> **TRY IT**
Could you retype every record below exactly as it appears?

> **MATERIAL SUPPLIED**
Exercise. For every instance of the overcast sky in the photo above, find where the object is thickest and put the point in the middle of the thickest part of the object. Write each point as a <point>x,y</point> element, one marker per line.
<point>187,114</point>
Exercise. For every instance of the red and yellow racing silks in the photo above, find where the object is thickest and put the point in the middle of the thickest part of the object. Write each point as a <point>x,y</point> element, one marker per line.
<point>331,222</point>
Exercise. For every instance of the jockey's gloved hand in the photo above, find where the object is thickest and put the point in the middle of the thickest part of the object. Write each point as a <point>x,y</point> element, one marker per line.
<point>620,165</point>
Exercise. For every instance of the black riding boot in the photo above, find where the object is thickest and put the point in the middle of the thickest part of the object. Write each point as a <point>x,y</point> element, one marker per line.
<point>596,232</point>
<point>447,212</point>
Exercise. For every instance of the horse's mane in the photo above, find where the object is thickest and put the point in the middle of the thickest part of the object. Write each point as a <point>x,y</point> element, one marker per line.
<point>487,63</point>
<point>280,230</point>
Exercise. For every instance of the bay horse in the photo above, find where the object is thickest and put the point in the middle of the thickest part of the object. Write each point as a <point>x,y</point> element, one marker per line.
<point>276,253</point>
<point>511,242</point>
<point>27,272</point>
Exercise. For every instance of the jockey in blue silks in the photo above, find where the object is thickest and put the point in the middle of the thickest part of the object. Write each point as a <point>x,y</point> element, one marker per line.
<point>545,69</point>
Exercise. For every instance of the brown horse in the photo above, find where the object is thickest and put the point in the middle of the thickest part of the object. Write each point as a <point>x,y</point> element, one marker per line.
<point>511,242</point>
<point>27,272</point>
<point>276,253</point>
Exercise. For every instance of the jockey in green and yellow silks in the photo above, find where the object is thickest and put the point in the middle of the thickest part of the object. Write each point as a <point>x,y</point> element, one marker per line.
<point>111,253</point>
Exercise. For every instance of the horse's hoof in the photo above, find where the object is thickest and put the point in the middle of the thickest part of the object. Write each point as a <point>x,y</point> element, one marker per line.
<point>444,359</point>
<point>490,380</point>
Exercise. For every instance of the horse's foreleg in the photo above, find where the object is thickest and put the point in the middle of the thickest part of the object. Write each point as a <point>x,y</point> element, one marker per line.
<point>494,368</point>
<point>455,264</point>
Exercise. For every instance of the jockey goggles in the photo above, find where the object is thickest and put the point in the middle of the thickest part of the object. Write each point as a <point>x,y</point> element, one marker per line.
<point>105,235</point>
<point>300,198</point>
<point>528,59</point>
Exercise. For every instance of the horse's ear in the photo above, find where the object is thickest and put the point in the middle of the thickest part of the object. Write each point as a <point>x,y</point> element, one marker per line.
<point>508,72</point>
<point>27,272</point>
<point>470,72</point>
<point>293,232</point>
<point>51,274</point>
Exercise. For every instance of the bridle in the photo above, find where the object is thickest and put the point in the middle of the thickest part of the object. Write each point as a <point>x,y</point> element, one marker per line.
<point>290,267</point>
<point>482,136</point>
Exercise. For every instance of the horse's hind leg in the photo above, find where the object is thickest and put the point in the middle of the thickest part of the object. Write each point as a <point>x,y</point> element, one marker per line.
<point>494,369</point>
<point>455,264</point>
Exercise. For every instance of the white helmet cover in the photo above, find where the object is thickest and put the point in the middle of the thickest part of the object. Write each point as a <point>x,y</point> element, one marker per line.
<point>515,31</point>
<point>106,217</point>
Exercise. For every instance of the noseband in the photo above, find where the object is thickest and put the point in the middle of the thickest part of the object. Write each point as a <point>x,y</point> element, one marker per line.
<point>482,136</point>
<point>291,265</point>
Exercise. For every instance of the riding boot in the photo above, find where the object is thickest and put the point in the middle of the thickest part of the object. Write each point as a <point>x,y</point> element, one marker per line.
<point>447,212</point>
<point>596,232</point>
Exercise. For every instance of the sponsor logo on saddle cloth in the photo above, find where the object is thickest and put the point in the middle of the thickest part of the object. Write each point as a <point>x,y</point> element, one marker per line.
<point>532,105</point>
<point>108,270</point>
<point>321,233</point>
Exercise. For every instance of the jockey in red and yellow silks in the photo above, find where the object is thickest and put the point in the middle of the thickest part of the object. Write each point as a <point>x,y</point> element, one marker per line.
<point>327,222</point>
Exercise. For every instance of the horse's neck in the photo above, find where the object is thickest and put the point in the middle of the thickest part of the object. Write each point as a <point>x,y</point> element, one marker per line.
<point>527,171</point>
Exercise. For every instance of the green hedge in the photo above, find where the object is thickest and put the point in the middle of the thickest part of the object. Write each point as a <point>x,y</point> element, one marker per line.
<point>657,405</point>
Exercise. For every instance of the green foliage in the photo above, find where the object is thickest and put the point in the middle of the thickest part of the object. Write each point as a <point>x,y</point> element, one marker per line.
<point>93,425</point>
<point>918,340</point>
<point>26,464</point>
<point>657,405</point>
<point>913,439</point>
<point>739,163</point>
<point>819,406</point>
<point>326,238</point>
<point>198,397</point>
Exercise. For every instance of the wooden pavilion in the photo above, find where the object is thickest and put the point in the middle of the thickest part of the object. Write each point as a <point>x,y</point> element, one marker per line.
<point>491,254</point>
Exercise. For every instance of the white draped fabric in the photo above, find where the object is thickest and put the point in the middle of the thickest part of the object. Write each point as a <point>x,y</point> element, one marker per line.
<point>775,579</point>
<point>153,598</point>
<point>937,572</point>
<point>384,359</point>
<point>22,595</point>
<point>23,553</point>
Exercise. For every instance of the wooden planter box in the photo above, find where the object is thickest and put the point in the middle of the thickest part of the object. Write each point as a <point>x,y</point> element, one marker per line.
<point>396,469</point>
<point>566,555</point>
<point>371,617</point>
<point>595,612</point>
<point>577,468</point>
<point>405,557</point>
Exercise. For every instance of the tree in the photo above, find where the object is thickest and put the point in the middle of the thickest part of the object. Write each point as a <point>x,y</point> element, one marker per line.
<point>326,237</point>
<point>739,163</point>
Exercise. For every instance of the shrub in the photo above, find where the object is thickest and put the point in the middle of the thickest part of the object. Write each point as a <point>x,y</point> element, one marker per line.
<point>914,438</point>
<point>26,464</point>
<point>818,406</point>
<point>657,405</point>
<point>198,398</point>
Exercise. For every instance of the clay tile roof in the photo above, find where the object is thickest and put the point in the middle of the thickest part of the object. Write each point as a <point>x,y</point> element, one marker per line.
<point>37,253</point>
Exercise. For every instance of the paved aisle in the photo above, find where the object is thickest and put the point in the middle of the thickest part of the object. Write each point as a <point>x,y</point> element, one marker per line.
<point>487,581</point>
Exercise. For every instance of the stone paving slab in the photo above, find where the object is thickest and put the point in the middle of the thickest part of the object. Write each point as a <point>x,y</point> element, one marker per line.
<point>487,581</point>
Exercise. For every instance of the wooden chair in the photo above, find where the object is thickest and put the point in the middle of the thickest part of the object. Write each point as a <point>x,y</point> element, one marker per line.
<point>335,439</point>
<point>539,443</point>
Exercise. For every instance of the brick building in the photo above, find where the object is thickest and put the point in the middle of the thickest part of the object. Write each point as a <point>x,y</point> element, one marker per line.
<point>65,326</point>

> **SOLUTION TO THIS PROBLEM**
Exercise. For every instance of the overcast sky in the photo above, find where the object is thickest and put the point in the middle of the thickest part of the object. Write each point as a <point>x,y</point> element, one marker per line.
<point>187,114</point>
Exercise. For every instance of the red and yellow racing silks in the photo above, find where the object is thickest and put the point in the middle of the thickest part of the object. Write each point as a <point>x,y</point> element, one marker per line.
<point>331,222</point>
Exercise. For every instance of the jockey's gloved hand in the photo above, find where the object is thickest and put the point in the middle of the thickest part of the object. Write each point as a <point>x,y</point> element, one marker per line.
<point>620,165</point>
Exercise. For every instance of the black riding boot in the photo above, find where the object is thickest and put the point in the middle of the thickest part of the object. Write each point as a <point>x,y</point> element, one marker per line.
<point>596,232</point>
<point>447,212</point>
Exercise. For every instance of the horse's mane in the photo above, find where the object is thickest and put the point in the middle of the thickest part of the object. Write each point as a <point>x,y</point> element, one marker per line.
<point>487,63</point>
<point>280,230</point>
Exercise. For every instance of the bay horse in the photo above, find where the object is thickest and put the point in the middle of the thickest part of the object. Write each point as a <point>x,y</point> element, one marker per line.
<point>276,253</point>
<point>511,242</point>
<point>27,272</point>
Exercise. For every instance of the jockey in blue silks in the photo above, find where the object is thickest and put the point in the middle of the thickest part of the object. Write each point as a <point>x,y</point> element, one marker per line.
<point>545,69</point>
Exercise. For every instance of the brown horse in the photo above, find where the object is thickest and put the point in the middle of the thickest part of the object. Write each point as a <point>x,y</point> element, one marker per line.
<point>511,242</point>
<point>27,272</point>
<point>276,253</point>
Exercise. For every instance of the jockey in green and yellow silks in the photo above, find where the object is thickest and put the point in the middle of the thickest part of the object. Write each point as a <point>x,y</point> element, one marker per line.
<point>111,253</point>
Exercise. For every instance of the horse's hoof in the photo above, find where the object is thickest and put the point in the middle of the thickest part of the object. Write each point as a <point>x,y</point> element, one marker per line.
<point>444,359</point>
<point>490,380</point>
Exercise. For every instance of the horse's foreleg in the photo above, find where the object is thickest and put the point in the middle of the thickest part of the object. Write each point as a <point>x,y</point> element, one marker per line.
<point>494,368</point>
<point>455,264</point>
Exercise. For every instance of the jockey goggles in the photo above, find where the object is thickest and put the point in the middle of the thickest part of the object. Write each point as a <point>x,y</point> element, one marker per line.
<point>105,235</point>
<point>300,198</point>
<point>528,59</point>
Exercise. For every instance of the horse's ear in the photo above, find where the object is thickest and put the point in the middle of the thickest part of the object. Write each point as a <point>x,y</point> element, one marker per line.
<point>508,72</point>
<point>27,272</point>
<point>470,72</point>
<point>293,232</point>
<point>51,274</point>
Exercise. For every instance of the bridle in the photo above, find where the object is thickest and put the point in the middle of the thickest part of the object. Write each point as a <point>x,y</point> element, one marker per line.
<point>290,267</point>
<point>482,136</point>
Exercise. For every instance of the horse's hind leg in the photo above, find where the object is thickest and put the point in the middle of the thickest part of the object. Write each point as a <point>x,y</point> element, one marker per line.
<point>494,369</point>
<point>455,264</point>
Exercise. For every instance of the white helmet cover in the photo above, find where the object is thickest and put the point in the middle of the thickest part of the object. Write each point as a <point>x,y</point> element, one marker per line.
<point>515,31</point>
<point>106,217</point>
Exercise. For every instance of the noseband in the photo above, find where the object is thickest and put the point in the middle of the thickest part of the object. Write each point as a <point>x,y</point> element, one marker per line.
<point>482,136</point>
<point>291,265</point>
Exercise. For every instance of the riding boot in the photo above, find where the object is thickest and put the point in the middle of the thickest part of the object. Write each point as a <point>x,y</point> element, one marker per line.
<point>447,212</point>
<point>596,232</point>
Exercise. For every instance of the sponsor logo on saddle cloth in the photo above, find where the object is thickest and put the point in the middle of the thickest part of the object. Write each point as a <point>x,y</point> element, one marker per line.
<point>532,105</point>
<point>108,270</point>
<point>321,233</point>
Exercise. For every instance of the jockey in red and yellow silks in the photo above, find where the object is thickest and put the point in the middle of the thickest part of the object. Write each point as a <point>x,y</point> element, one marker per line.
<point>327,222</point>
Exercise. For every instance of the horse's neck in the photo above, find where the object is thickest and put the point in the middle of the thickest part of the object. Write each point as a <point>x,y</point> element, one marker per line.
<point>527,171</point>
Exercise. For every instance of the green hedge in the photo above, find where the object is thickest and put the point in the middle of the thickest part of the object. Write each point as a <point>x,y</point> element, one marker per line.
<point>657,405</point>
Exercise. For every instance of the green foliage in the photo above, find where the object is thickest and put the point in the middle of the thickest part of the object. Write each point as a <point>x,y</point> element, one marker per line.
<point>93,425</point>
<point>918,340</point>
<point>26,464</point>
<point>657,405</point>
<point>913,439</point>
<point>739,163</point>
<point>819,406</point>
<point>326,238</point>
<point>198,397</point>
Exercise. For every instance of the wooden pavilion in the photo above, find where the object is thickest and put the point in the middle of the thickest part of the object. Write each point as a <point>x,y</point> element, one marker per line.
<point>491,254</point>
Exercise. For every instance of the white draped fabric in the photo above, find where the object is thickest and put the point in the middle of the thickest part of the object. Write each point as a <point>x,y</point> element, one marker per line.
<point>775,579</point>
<point>153,598</point>
<point>937,572</point>
<point>384,359</point>
<point>22,595</point>
<point>23,553</point>
Exercise. For every instance of the wooden planter box in the photo above, find where the object is thickest and put the point in the middle of the thickest part of the object. Write each point as a <point>x,y</point> element, one marker per line.
<point>396,469</point>
<point>566,555</point>
<point>371,617</point>
<point>595,612</point>
<point>577,468</point>
<point>405,557</point>
Exercise. For every instance of the tree in the photo above, find where the object is thickest and put the point in the middle of the thickest part of the object. Write each point as a <point>x,y</point> element, one marker per line.
<point>326,237</point>
<point>739,163</point>
Exercise. For every instance of the shrub in the photo above, find where the object is thickest and put the point in the middle of the thickest part of the object. Write each point as a <point>x,y</point> element, one marker per line.
<point>914,438</point>
<point>26,464</point>
<point>818,406</point>
<point>657,405</point>
<point>198,398</point>
Exercise. For every instance of the clay tile roof in the photo above, find where the object is thickest and put the point in the middle of the thickest part of the object. Write each point as a <point>x,y</point> element, one marker per line.
<point>37,253</point>
Exercise. For every instance of the paved aisle in the photo above, find where the object is thickest and put the point in the middle of the thickest part of the object. Write each point as a <point>x,y</point> element, one marker per line.
<point>487,581</point>
Exercise. For every instance of the stone paving slab in the photo above, find where the object is thickest and put the point in the middle of the thickest part of the object. Write each point as a <point>x,y</point> element, one marker per line.
<point>487,581</point>
Exercise. For every instance of the wooden chair in the photo above, find where the object is thickest and put the point in the middle of the thickest part of the object. Write each point as a <point>x,y</point> element, one marker per line.
<point>335,439</point>
<point>539,443</point>
Exercise. For every instance of the brick building in the photo above, find where the object is thickest and put the point in the middle of the thickest part of the object. Write each point as a <point>x,y</point> element, one marker per line.
<point>65,326</point>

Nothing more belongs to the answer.